◆ **SELECTED TEXT**:

Unifying Neural Learning and Symbolic Reasoning for Spinal Medical Report Generation

Published in Medical Image Analysis, 2020

Recommended citation: Zhongyi Han, Benzheng Wei, Xiaoming Xi, Bo Chen, Yilong Yin, Shuo Li, " Unifying Neural Learning and Symbolic Reasoning for Spinal Medical Report Generation". Medical Image Analysis, 2020, doi: 10.1016/j.media.2020.101872.

Abstract

Automated medical report generation in spine radiology, i.e., given spinal medical images and directly create radiologist-level diagnosis reports to support clinical decision making, is a novel yet fundamental study in the domain of artificial intelligence in healthcare. However, it is incredibly challenging because it is an extremely complicated task that involves visual perception and high-level reasoning processes. In this paper, we propose the neural-symbolic learning (NSL) framework that performs human-like learning by unifying deep neural learning and symbolic logical reasoning for the spinal medical report generation. Generally speaking, the NSL framework firstly employs deep neural learning to imitate human visual perception for detecting abnormalities of target spinal structures. Concretely, we design an adversarial graph network that interpolates a symbolic graph reasoning module into a generative adversarial network through embedding prior domain knowledge, achieving semantic segmentation of spinal structures with high complexity and variability. NSL secondly conducts human-like symbolic logical reasoning that realizes unsupervised causal effect analysis of detected entities of abnormalities through meta-interpretive learning. NSL finally fills these discoveries of target diseases into a unified template, successfully achieving a comprehensive medical report generation. When employed in a real-world clinical dataset, a series of empirical studies demonstrate its capacity on spinal medical report generation and show that our algorithm remarkably exceeds existing methods in the detection of spinal structures. These indicate its potential as a clinical tool that contributes to computer-aided diagnosis.

◆ **REQUIRED WORK**:
Please answer these questions from the spinal report text:
(a) In which journal and year was it published?
(b) Through what does NSL carry out unsupervised causal effect analysis of detected abnormalities?
(c) Into what kind of network does the adversarial graph network interpolate a symbolic graph reasoning module?
The listing after this point has nothing to do with the spinal report text.

◆ **PROVIDED MATERIAL**:

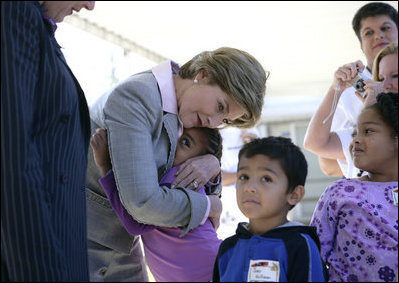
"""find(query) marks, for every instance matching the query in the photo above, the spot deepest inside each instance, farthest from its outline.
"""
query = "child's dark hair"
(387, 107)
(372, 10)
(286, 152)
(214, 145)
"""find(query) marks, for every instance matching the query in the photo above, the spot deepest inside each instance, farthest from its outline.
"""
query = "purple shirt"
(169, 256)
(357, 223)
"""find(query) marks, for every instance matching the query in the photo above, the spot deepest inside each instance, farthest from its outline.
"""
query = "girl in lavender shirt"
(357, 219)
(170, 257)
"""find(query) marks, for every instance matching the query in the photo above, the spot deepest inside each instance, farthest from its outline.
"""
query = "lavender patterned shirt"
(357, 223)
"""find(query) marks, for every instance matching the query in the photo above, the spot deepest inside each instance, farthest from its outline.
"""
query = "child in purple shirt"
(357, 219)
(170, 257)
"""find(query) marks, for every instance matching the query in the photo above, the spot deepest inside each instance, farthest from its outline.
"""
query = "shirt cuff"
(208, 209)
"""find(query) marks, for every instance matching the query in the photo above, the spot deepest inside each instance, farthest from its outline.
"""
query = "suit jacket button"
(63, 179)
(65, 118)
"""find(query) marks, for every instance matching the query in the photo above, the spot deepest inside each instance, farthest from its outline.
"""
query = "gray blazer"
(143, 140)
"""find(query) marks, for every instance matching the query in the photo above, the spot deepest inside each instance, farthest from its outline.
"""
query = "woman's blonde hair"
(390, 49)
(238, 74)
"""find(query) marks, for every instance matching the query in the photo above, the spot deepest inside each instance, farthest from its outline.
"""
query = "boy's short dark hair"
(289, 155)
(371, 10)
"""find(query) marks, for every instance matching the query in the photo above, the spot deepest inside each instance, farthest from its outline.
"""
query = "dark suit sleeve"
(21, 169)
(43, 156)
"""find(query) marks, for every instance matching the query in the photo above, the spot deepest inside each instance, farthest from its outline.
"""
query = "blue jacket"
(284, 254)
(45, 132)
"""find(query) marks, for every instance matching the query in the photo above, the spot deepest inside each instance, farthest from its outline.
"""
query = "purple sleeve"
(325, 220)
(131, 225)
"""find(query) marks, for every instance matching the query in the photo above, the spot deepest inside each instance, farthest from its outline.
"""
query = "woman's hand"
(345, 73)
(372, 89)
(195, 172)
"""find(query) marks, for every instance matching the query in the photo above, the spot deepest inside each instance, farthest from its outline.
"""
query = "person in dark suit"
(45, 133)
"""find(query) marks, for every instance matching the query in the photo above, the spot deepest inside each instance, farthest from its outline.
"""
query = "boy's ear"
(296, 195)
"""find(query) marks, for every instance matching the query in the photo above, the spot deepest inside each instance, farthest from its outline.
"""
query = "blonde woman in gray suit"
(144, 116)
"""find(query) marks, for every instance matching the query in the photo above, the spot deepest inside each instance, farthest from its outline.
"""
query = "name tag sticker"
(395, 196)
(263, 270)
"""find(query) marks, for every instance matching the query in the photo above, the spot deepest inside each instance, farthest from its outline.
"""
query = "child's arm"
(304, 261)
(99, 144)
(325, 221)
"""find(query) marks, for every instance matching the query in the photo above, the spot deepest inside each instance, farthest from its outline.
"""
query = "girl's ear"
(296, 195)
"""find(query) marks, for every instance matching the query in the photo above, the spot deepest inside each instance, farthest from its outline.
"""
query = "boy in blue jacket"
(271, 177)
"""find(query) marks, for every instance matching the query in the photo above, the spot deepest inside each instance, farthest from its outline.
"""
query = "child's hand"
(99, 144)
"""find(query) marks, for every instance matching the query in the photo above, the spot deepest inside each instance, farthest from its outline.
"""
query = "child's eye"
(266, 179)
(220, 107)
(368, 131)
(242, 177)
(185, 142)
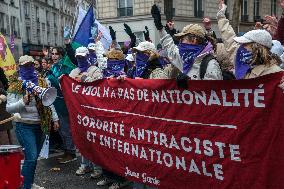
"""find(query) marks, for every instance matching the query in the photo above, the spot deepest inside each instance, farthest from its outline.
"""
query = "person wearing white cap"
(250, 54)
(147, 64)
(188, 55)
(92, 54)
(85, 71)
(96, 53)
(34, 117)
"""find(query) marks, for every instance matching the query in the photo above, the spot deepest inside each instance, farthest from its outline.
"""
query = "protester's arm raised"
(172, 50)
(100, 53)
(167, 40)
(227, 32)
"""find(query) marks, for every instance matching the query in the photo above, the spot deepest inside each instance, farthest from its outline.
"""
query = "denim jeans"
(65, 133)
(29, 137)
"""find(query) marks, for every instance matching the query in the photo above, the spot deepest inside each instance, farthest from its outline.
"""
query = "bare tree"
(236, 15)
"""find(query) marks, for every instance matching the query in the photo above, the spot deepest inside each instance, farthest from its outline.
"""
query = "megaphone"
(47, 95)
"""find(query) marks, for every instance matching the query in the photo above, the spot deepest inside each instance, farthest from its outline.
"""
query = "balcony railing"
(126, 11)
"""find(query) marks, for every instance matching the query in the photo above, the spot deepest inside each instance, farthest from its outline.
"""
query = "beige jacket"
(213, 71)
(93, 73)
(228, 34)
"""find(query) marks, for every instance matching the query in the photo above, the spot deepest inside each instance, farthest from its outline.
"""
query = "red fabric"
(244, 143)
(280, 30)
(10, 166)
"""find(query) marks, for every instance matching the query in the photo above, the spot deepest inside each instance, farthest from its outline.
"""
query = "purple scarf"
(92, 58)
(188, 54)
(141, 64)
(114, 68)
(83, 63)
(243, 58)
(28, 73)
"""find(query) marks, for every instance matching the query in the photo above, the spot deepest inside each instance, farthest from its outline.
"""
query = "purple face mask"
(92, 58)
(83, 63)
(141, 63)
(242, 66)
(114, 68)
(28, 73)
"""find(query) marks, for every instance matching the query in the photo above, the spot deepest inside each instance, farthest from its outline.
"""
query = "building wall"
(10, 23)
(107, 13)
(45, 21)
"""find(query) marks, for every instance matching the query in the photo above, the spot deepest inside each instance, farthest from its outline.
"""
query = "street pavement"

◆ **REPLY TO THE TASK**:
(a) Medical Image Analysis, 2020
(b) Meta-interpretive learning
(c) A generative adversarial network